▶ **Given records**:
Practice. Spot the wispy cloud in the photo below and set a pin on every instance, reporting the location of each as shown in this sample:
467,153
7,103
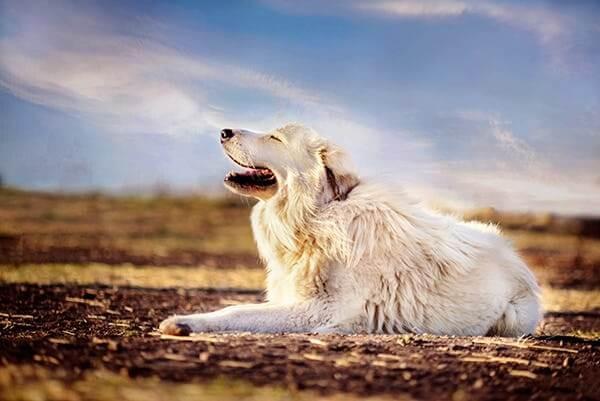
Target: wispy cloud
129,83
550,27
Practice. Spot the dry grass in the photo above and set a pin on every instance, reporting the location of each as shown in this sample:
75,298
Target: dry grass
554,299
143,225
139,276
160,224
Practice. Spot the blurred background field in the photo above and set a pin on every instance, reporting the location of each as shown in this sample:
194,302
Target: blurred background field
181,231
86,278
167,240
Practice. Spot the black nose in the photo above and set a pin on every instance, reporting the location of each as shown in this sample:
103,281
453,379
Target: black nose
226,134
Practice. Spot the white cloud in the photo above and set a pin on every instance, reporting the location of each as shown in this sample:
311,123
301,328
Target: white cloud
551,28
547,25
121,81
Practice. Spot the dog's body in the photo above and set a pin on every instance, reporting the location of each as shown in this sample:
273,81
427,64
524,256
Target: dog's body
347,256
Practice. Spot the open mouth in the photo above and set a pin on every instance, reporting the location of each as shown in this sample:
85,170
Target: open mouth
260,177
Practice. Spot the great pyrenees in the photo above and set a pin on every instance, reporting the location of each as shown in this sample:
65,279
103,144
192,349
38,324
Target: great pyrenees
347,256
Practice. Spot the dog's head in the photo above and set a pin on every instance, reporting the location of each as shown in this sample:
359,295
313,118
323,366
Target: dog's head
290,158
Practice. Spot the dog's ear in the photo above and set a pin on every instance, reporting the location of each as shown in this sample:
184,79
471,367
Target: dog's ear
340,175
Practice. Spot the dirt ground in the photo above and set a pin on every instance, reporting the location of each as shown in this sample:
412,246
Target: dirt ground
83,286
98,327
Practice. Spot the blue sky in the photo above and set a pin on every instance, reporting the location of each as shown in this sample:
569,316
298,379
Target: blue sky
470,103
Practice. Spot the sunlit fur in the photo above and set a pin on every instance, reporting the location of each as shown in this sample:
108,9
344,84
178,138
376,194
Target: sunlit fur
349,256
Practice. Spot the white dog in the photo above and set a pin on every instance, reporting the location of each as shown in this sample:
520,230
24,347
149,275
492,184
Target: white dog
347,256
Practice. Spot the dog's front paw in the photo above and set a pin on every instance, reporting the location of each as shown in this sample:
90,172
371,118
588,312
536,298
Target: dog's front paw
181,326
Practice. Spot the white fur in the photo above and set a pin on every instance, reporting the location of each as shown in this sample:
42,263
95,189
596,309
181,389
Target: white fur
348,256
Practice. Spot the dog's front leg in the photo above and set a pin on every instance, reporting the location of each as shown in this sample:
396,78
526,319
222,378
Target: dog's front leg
257,318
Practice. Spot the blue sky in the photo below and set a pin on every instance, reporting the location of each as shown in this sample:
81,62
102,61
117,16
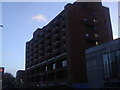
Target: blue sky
21,19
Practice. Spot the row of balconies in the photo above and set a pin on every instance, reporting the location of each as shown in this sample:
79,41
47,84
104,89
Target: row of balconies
47,68
54,76
42,59
49,53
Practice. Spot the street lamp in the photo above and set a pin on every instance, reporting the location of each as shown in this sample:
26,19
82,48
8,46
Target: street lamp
1,25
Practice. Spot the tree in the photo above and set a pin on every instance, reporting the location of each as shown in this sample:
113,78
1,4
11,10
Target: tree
8,80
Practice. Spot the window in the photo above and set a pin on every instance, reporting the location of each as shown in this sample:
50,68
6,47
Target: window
46,68
53,66
96,35
64,63
94,13
87,35
96,43
85,19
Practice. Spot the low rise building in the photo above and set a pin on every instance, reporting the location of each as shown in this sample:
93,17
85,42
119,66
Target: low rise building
103,65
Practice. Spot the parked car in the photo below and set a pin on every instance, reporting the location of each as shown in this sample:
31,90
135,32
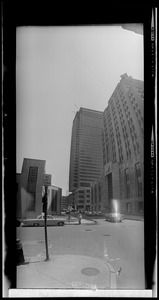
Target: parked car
40,221
114,217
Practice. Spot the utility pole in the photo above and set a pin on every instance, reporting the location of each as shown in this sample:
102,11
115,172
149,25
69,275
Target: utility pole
45,216
47,182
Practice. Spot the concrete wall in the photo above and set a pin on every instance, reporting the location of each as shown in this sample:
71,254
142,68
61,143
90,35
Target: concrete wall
24,197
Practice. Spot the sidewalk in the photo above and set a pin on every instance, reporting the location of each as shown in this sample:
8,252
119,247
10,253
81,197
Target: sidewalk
66,272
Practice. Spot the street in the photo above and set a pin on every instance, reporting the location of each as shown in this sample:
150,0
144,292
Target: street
119,244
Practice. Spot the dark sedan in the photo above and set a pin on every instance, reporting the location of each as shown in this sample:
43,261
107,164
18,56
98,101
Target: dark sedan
114,217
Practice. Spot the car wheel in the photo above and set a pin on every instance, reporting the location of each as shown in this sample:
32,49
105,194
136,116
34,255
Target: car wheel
60,224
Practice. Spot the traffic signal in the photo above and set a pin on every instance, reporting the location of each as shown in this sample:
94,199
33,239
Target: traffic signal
44,203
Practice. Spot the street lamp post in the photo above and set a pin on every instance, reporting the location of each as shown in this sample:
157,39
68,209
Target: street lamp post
47,182
45,212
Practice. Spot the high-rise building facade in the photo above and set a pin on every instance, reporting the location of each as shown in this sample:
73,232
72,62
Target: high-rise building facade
86,158
30,188
123,139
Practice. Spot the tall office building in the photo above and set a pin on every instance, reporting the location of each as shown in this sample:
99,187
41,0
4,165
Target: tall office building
86,158
29,190
123,138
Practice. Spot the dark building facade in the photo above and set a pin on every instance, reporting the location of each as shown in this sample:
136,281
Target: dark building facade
123,140
86,159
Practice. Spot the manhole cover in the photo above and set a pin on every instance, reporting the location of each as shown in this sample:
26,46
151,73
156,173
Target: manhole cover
90,271
106,234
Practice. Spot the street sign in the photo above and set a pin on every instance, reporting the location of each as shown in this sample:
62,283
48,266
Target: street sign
43,191
47,180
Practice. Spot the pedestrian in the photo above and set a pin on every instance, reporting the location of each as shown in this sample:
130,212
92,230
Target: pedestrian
79,217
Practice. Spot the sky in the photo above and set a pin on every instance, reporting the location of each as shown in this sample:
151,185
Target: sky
59,70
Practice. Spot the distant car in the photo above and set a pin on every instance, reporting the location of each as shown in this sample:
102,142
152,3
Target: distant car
40,221
114,217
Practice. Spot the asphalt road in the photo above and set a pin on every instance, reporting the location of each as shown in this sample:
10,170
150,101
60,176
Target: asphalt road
120,244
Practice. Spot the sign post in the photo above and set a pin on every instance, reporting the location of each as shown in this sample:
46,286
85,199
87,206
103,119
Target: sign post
47,182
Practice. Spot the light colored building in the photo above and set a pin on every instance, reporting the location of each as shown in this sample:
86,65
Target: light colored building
86,159
123,141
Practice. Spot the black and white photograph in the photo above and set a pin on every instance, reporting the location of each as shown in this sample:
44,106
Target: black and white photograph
79,195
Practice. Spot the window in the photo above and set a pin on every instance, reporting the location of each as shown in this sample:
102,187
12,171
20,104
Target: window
81,201
127,182
138,180
81,196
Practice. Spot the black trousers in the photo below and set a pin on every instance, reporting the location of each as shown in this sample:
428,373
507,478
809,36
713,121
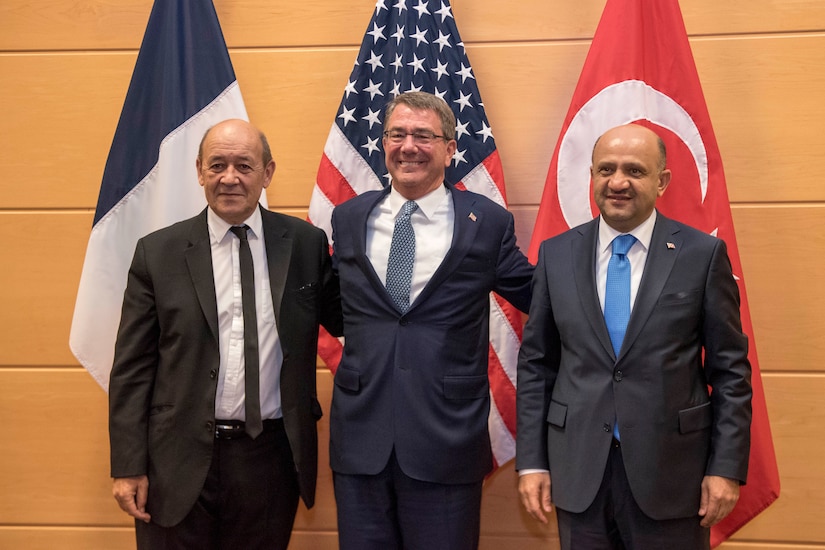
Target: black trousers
392,511
249,499
615,522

▶ **Set problem**:
Copy the entire listing above word for word, leaving out the pictures.

▶ **Result for this exercise**:
Practice. Spot the wispy cloud in the photo below and set a pin on every instance, reporting the location of each as shown in this sample:
467,153
7,103
Target: wispy cloud
129,83
550,27
Practice. Spot the dry grass in the photo above and set a pin on every instance, reporting the location of each as shown in this sample:
75,298
Target: dry grass
554,299
143,225
139,276
160,224
Practice. Spot the blurred background field in the photo above and set a pin on every instance, reporting the location of each as shown in this sample:
194,302
Target: blurred background field
181,231
86,278
167,240
Practice. Spot the black nose in the photo above and set a pin on every instance, reporting the location of each as shown in this sample:
103,281
453,379
Target: black nose
226,134
Practice. Spot the white cloud in the photo above and set a pin on every instance, reporting the location of each as shown in this sample:
311,123
301,328
Target: white cloud
551,28
547,25
121,81
Practice. Spot the dog's body in the photo above and set a pin on every instance, reporting the location of each as shown in this sample:
273,81
427,64
524,256
Target: dog's body
347,256
Practice. Spot the open mouth in the photo above and set a pin on every instance, reporting the location of each as shown in this sample:
85,170
Target: open mouth
260,177
Practice. Spot the great pyrenees in the photo above and set a pin on every instance, reporting the location of each as shown in this sample:
65,279
103,144
192,349
38,324
Target: great pyrenees
347,256
Practice. Spot the dog's head in the photo above and set a pin on every instance, reporting the location of each as shown in this sample:
359,295
313,118
323,366
Target: dog's head
290,158
Practice. Spot the dog's ear in the photo above and set a pin on every instance, reporting the location of each as shown in this sample:
184,79
471,367
Target: dog's ear
340,175
Practice. Spot the dirt ground in the photo above and set a pin on every instance, reporting the location of each as shown in this sample:
412,246
Target: dirt ground
83,286
98,327
Practice. Spot the blue sky in the photo above and set a pin on every instance, reporting the location of each as shown in this sample:
569,316
298,379
Target: blue sky
470,103
Practice. Spot the sunlit fur in the photo above and set a pin on every instance, reporting the location of each as shown in this sample:
108,9
344,84
178,138
376,194
Target: sunlit fur
349,256
Practice. Spot the white dog in the photo above and set a pin on every instance, reporting the location of each as shown in this sample:
520,230
24,347
149,275
492,184
Target: white dog
347,256
Practice. Spot the dog's front paw in the photo above and set a pin on every instance, reporting the location of each as shown in this sample:
90,172
371,118
588,312
536,298
Target: dog's front paw
181,326
Practice. Spot the white fur in the photo above and set a pin on every instance, reporting the location of each as shown in this sample:
42,263
95,189
596,309
181,389
Target: white fur
348,256
Practice. Spot the dog's front leg in the photo above and set a pin on every instance, reporting the location of each as shown in this sample:
396,78
526,319
222,378
Target: dog's front leg
257,318
Practice. Spot the blue sky in the photo below and set a pin on every instance, reporting the location of each as shown in this sample:
81,62
102,61
117,16
Target: blue sky
21,19
Practice. Spot the row of balconies in the photo above and set a pin on every instance, reporting the location of each as shown in this sample:
79,41
47,84
104,89
Target: row of balconies
47,68
54,76
42,59
49,53
Practice. Spot the street lamp in the photo above and set a pin on every instance, reporting the location of each as shown in this sample:
26,19
82,48
8,46
Target: street lamp
1,25
Practice. Spot the tree in the photo above and set a pin on every instance, reporting the location of each as shown in this sample:
113,78
1,4
11,10
Target: tree
8,80
Practice. Spot the window in the photo above and set a pin on every instance, reporting the location of each as shown in this sample:
50,68
6,47
Target: window
46,68
53,66
96,35
64,63
94,13
87,35
96,43
85,19
Practice. Spot the low rise building in the photo above and set a pin on every instance, reporting the location of each as shown in this sample:
93,17
85,42
119,66
Target: low rise building
103,65
Practice. Spot the parked car in the photo below and set a pin on every instance, reporting the location of each as shown in this sample:
31,90
135,32
Target: parked car
40,221
114,217
Practice. Spot the utility pole in the photo above and set a pin on every instance, reporting the location of each as shown in this sample:
102,11
115,172
149,25
69,275
Target: utility pole
45,216
47,182
Practice. Spot the concrete wall in the photo above and set a pin on every instance, reporting the location of each as shown in this sample:
71,254
142,68
61,143
90,35
Target: concrete wall
24,197
Practice. Spot the sidewalk in the photo above and set a pin on every instance, reporting the location of each as shown in this sample:
8,252
119,247
10,253
81,197
Target: sidewalk
66,272
Practice. Spot the street in the photo above and set a pin on every instance, reporting the location of each as shown in this sample:
150,0
144,292
Target: street
119,244
Practice. Spot the dark sedan in the photo above and set a pin on every instance, reporting the location of each as shown in this sample:
43,261
107,164
18,56
98,101
Target: dark sedan
114,217
Practice. Spot the car wheel in the photo above and set a pin on every instance, reporting the location of each as shown in this sample:
32,49
105,194
136,116
34,255
Target: car wheel
60,224
Practice. Spot the traffic signal in the photo above and set a pin on every instance, reporting the location of each as shown in this sample:
94,199
33,239
Target: traffic signal
44,203
Practice. Spot the street lamp post in the photo above and set a pin on every instance, reporting the location of each as shown in this sample:
157,39
68,209
Target: street lamp post
47,182
45,212
Practice. Spot the high-rise building facade in the photo above and set a pin on every instance, reporting the location of each as shown in this sample:
73,232
72,62
Target: high-rise building facade
86,158
30,188
123,139
Practice. Spot the tall office building in the photo above and set a pin on every instance, reporting the location of each as shown in this sample:
99,187
41,0
4,165
Target: tall office building
86,158
29,190
123,138
Practice. Spot the dark building facade in the photo above and set a pin on every instance, reporting the location of each as shown in this sample:
136,281
Target: dark building facade
123,140
86,159
Practice. Spot the manhole cover in the photo above and set a pin on every instance, reporting the location of each as shown in this sample:
26,46
151,73
156,173
Target: manhole cover
90,271
106,234
Practice. Spot the street sign in the photo above and set a pin on every instance, reporting the location of each as shown in this sample:
62,283
48,266
Target: street sign
43,191
47,180
Practice. Spot the pedestrian in the photo above and set a pin on every instance, reporting the location of each as shown in this sample:
130,212
92,230
Target: pedestrian
79,217
Practice. Spot the sky in the photo above and set a pin on every instance, reporting the location of each as shown in this sample:
151,185
Target: sky
59,70
Practice. Spot the distant car in the photo above and set a pin on every instance, reporting the location of each as shown in this sample:
102,142
152,3
Target: distant car
40,221
114,217
Practice. Spot the asphalt road in the photo above and set a pin on every instance, reporting the location of each as shown in this sample:
10,170
150,101
60,176
Target: asphalt road
120,244
Practice. Spot the sign post in the photo above and set a pin on every instance, reporting the location of each as shown in this sample:
46,286
85,199
87,206
103,119
Target: sign post
47,182
Practice. Spot the light colored building in the photo above and set a pin on every instance, reporting the location of each as shown in this sample:
86,65
Target: light colored building
86,159
123,141
Practice. Spot the black and white photograph in the photo above and set a pin on every instance, reporting the location of each as shown in this sample:
44,106
Target: black and white photograph
79,195
Practice. Spot the window in the photo above and set a pin on every instance, reporting the location of each as shown in this sample:
102,187
12,171
20,104
Target: window
81,201
127,182
138,180
81,196
Practice. Spot the black trousers in the photo below and set a pin on every instance, reporting the location of each as shown in this sample:
428,373
507,478
809,36
713,121
Target: black trousers
392,511
249,499
615,522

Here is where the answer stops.